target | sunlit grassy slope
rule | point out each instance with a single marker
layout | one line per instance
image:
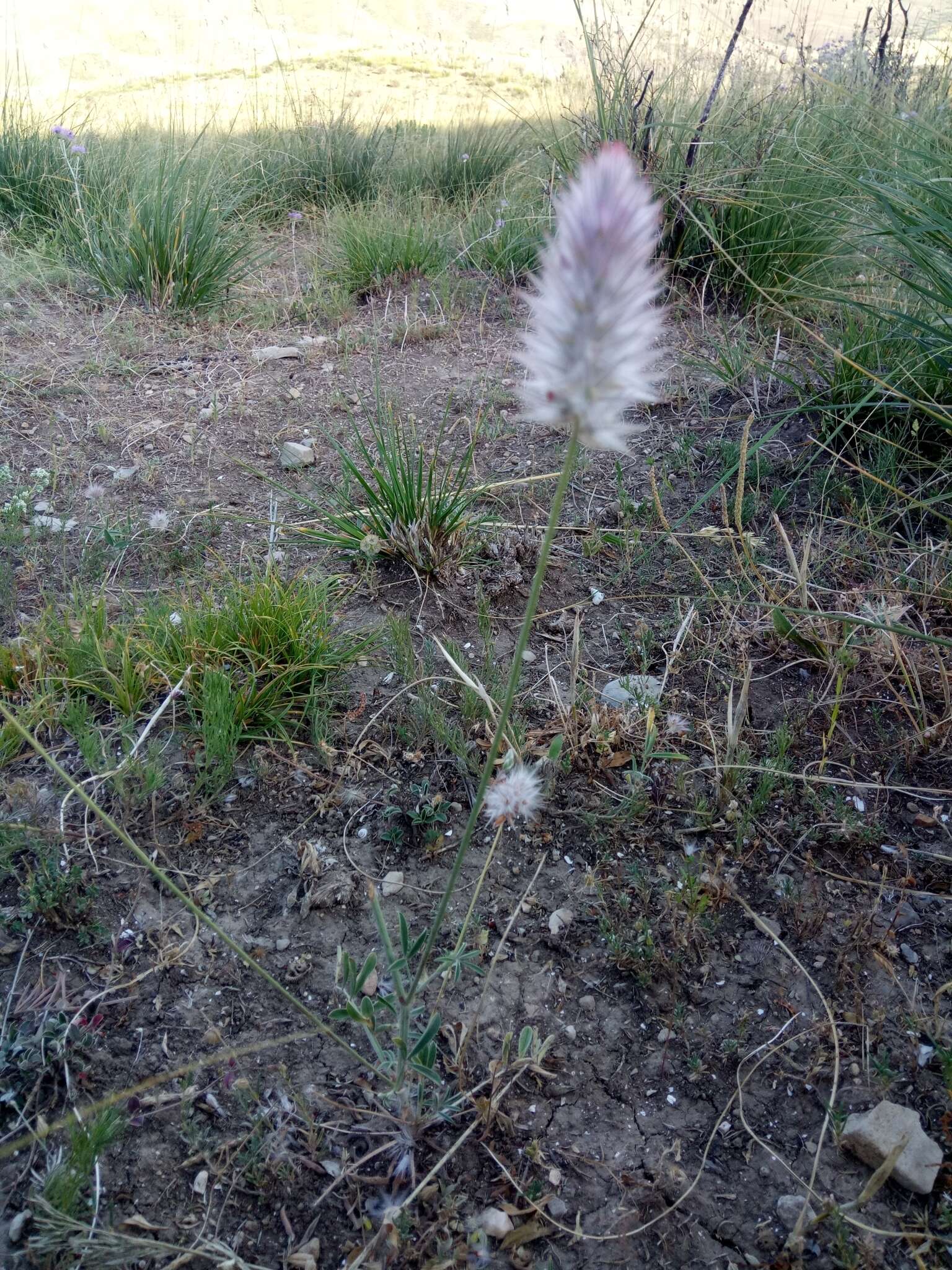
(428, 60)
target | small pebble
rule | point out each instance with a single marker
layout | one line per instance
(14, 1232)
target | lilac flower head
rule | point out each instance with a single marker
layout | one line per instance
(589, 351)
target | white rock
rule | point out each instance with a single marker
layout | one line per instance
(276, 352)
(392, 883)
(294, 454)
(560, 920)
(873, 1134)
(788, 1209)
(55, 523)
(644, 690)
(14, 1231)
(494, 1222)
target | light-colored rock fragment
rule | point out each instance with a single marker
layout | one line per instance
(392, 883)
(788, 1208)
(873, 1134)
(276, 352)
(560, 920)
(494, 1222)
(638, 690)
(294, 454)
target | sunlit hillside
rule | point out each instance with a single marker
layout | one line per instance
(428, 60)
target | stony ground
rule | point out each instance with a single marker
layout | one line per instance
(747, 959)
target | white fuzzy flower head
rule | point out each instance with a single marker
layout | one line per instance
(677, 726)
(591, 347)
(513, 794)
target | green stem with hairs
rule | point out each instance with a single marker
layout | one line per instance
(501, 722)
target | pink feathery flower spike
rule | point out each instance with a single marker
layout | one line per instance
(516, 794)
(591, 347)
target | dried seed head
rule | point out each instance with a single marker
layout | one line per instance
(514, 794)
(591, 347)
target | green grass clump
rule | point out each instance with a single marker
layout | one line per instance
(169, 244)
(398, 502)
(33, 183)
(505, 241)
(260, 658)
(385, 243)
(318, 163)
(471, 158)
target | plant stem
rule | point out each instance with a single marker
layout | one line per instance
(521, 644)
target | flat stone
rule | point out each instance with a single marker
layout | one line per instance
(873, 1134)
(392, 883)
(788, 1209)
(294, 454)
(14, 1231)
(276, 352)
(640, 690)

TASK DIRECTIONS: Give the data again exactly, image-free.

REPLY TO THE EXERCISE:
target | sunlit grassy slope
rule | point out each instance with a single marker
layout | one line per instance
image:
(428, 60)
target | small pebble
rule | point out each instance with a single marker
layout | one line per instance
(14, 1232)
target | lilac flower head
rule | point out each instance with a single marker
layout | one line per instance
(589, 351)
target | white rock
rule | point out each instance with a single marker
layout | one line per instance
(276, 352)
(392, 883)
(294, 454)
(560, 920)
(873, 1134)
(788, 1209)
(55, 523)
(644, 690)
(14, 1231)
(494, 1222)
target | light-colored rock fragment
rule | point out each instance with a single marker
layout | one line per instance
(392, 883)
(788, 1208)
(873, 1134)
(276, 352)
(560, 920)
(494, 1222)
(638, 690)
(294, 454)
target | sunlit hillside
rule | point out each instance with a single marker
layout | one line per instance
(428, 60)
target | stony ground
rule | point out each instance with a single marker
layout | one line per instance
(747, 959)
target | white fuzzy flower head
rule | point out each instance with a single marker
layout | one line per instance
(677, 726)
(591, 347)
(513, 794)
target | green stem with hairs
rule | point out each instance with a single marker
layout | one line per instance
(501, 722)
target | pink feathery flower spike
rule | point out each instance with a single marker
layout | one line per instance
(516, 794)
(591, 347)
target | dried seed head
rule | point out each instance with a single marker
layout | one line per instance
(514, 794)
(591, 347)
target | green grass clump
rule | point out each instance with a single marker
layout | one line per instance
(169, 244)
(398, 502)
(33, 183)
(505, 241)
(260, 658)
(385, 243)
(318, 163)
(471, 158)
target | plant stem
rule | point out each instance with a single marker
layout | one line per instance
(521, 644)
target | flat stone
rule | point out each instance with a single marker
layout | one line per instance
(873, 1134)
(392, 883)
(788, 1209)
(294, 454)
(14, 1231)
(276, 352)
(640, 690)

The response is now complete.